Consigne → Pouvez-vous mettre en forme en CSV à deux colonnes, texte et reponse, les lignes allant du début jusqu'à celle qui contient « point(234, 676) », incluse, avec une rangée par texte ? Chaque champ doit être entre guillemets, et les retours à la ligne doivent être remplacés par des espaces.
++++++
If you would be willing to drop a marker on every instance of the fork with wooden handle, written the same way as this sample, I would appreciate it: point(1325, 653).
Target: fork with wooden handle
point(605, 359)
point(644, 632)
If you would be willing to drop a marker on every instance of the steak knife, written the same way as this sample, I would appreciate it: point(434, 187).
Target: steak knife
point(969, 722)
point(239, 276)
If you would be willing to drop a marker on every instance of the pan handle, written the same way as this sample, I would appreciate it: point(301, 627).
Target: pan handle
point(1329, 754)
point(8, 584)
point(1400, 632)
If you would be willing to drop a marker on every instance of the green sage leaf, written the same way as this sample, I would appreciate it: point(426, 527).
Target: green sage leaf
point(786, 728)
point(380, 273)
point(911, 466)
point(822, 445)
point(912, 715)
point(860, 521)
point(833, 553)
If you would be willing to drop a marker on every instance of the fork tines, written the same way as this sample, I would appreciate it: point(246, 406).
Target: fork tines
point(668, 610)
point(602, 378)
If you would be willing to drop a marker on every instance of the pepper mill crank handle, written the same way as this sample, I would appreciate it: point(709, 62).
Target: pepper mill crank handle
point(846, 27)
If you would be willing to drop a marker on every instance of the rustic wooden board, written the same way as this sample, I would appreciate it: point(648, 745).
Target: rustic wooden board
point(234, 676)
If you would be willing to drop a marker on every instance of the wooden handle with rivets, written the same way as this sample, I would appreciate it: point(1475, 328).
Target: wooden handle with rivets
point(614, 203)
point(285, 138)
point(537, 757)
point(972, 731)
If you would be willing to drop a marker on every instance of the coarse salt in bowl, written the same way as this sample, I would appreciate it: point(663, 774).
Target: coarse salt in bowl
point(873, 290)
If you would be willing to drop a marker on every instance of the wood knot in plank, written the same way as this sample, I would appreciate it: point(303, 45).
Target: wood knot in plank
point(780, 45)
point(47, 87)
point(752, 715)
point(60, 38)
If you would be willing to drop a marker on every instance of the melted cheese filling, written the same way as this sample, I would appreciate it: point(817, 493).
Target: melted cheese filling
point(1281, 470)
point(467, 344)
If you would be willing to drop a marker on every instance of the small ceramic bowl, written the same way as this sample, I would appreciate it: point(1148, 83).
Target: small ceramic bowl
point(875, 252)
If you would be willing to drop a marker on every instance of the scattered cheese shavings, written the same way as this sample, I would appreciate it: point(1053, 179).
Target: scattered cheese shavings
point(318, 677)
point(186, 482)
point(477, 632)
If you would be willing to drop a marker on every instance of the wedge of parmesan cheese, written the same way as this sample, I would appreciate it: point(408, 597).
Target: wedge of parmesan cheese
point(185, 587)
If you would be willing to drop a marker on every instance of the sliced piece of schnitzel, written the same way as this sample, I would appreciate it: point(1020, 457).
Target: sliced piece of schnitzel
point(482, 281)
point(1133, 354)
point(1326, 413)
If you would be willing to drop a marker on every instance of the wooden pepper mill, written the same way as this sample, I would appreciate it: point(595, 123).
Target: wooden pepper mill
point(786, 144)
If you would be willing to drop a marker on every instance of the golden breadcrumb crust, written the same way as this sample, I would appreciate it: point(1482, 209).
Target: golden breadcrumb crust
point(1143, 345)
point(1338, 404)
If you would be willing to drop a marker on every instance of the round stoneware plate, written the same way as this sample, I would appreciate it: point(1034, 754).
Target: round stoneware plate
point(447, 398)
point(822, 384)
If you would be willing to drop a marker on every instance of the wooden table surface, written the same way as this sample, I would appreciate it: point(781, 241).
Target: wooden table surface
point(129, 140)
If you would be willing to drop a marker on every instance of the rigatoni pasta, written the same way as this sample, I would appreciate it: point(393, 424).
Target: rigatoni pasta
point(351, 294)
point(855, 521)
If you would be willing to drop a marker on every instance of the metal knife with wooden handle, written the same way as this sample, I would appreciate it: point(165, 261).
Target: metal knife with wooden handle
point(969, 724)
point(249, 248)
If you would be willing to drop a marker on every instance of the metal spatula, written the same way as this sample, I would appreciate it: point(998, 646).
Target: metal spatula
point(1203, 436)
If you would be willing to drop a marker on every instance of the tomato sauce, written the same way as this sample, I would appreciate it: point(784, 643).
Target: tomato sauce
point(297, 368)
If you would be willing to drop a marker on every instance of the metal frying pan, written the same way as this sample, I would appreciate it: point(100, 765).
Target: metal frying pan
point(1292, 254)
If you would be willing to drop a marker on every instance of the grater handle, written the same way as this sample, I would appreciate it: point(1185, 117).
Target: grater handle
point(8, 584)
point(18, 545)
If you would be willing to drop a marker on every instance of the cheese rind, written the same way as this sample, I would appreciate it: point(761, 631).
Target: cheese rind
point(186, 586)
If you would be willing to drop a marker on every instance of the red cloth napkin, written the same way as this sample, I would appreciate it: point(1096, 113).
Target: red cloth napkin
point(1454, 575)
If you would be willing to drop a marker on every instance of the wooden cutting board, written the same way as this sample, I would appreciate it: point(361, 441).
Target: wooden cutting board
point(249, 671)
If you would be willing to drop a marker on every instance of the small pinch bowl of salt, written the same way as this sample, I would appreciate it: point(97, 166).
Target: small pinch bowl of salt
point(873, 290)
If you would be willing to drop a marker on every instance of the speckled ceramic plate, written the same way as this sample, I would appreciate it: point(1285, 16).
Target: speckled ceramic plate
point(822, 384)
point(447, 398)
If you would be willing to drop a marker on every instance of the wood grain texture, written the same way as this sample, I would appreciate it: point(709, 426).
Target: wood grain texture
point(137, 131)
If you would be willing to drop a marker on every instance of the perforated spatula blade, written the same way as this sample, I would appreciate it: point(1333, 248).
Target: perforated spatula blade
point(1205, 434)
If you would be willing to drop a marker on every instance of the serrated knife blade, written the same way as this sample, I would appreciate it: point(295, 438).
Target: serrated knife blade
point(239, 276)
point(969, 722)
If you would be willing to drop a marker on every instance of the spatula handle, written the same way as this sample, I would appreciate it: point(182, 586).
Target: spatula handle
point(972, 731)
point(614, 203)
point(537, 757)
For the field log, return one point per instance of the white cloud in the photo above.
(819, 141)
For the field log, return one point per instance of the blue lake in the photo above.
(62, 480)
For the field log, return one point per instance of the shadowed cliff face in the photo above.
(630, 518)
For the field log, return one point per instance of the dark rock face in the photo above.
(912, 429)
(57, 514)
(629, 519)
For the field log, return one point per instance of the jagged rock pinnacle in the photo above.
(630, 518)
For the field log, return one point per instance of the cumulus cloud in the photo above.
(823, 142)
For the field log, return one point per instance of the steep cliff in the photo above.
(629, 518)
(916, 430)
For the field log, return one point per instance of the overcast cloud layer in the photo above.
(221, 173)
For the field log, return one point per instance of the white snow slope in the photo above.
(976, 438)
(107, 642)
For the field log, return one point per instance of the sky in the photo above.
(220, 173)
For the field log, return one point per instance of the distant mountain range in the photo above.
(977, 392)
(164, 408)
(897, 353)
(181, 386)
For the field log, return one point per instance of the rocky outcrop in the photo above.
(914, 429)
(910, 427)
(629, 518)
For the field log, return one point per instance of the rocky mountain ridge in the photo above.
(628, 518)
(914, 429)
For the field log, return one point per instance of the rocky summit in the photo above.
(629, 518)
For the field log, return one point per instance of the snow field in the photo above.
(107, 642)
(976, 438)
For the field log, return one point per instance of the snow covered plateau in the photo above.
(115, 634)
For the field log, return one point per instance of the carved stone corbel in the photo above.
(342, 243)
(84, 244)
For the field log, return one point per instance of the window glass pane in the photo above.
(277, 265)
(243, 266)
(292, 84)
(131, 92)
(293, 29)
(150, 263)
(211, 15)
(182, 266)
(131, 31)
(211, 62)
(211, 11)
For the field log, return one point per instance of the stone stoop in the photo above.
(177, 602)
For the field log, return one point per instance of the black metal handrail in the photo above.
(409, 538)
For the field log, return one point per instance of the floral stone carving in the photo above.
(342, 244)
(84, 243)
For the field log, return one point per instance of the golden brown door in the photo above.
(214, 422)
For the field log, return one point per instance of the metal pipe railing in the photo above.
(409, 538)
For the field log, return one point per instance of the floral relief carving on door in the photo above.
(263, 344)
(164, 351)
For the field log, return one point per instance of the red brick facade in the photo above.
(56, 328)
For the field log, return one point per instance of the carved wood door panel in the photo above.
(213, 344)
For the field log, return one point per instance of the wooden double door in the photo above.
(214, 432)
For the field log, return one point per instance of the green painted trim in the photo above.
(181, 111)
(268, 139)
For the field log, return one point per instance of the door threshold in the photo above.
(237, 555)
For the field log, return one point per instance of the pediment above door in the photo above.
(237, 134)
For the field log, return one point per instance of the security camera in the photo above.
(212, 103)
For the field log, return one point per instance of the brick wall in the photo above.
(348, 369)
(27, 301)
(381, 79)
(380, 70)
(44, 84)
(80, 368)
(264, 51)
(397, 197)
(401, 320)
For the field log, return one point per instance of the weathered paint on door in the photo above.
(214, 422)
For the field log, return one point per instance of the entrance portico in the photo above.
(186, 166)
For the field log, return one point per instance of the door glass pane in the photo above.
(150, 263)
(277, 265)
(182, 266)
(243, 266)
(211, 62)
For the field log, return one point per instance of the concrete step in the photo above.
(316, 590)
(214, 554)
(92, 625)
++++++
Résultat →
texte,reponse
"If you would be willing to drop a marker on every instance of the fork with wooden handle, written the same way as this sample, I would appreciate it: point(1325, 653). Target: fork with wooden handle","point(605, 359) point(644, 632)"
"If you would be willing to drop a marker on every instance of the steak knife, written the same way as this sample, I would appreciate it: point(434, 187). Target: steak knife","point(969, 722) point(239, 276)"
"If you would be willing to drop a marker on every instance of the pan handle, written the same way as this sample, I would appreciate it: point(301, 627). Target: pan handle","point(1329, 754) point(8, 584) point(1400, 632)"
"If you would be willing to drop a marker on every instance of the green sage leaf, written the same way as this sample, I would appreciate it: point(426, 527). Target: green sage leaf","point(786, 728) point(380, 273) point(911, 466) point(822, 445) point(912, 715) point(860, 521) point(833, 553)"
"If you would be willing to drop a marker on every instance of the fork tines, written the same way as this sample, I would appreciate it: point(246, 406). Target: fork tines","point(668, 610) point(602, 378)"
"If you would be willing to drop a marker on every instance of the pepper mill crank handle, written the same way as this sample, I would appreciate it: point(709, 62). Target: pepper mill crank handle","point(846, 27)"
"If you would be willing to drop a marker on every instance of the rustic wooden board, written the same way as this sample, I would appreciate it: point(648, 745). Target: rustic wooden board","point(234, 676)"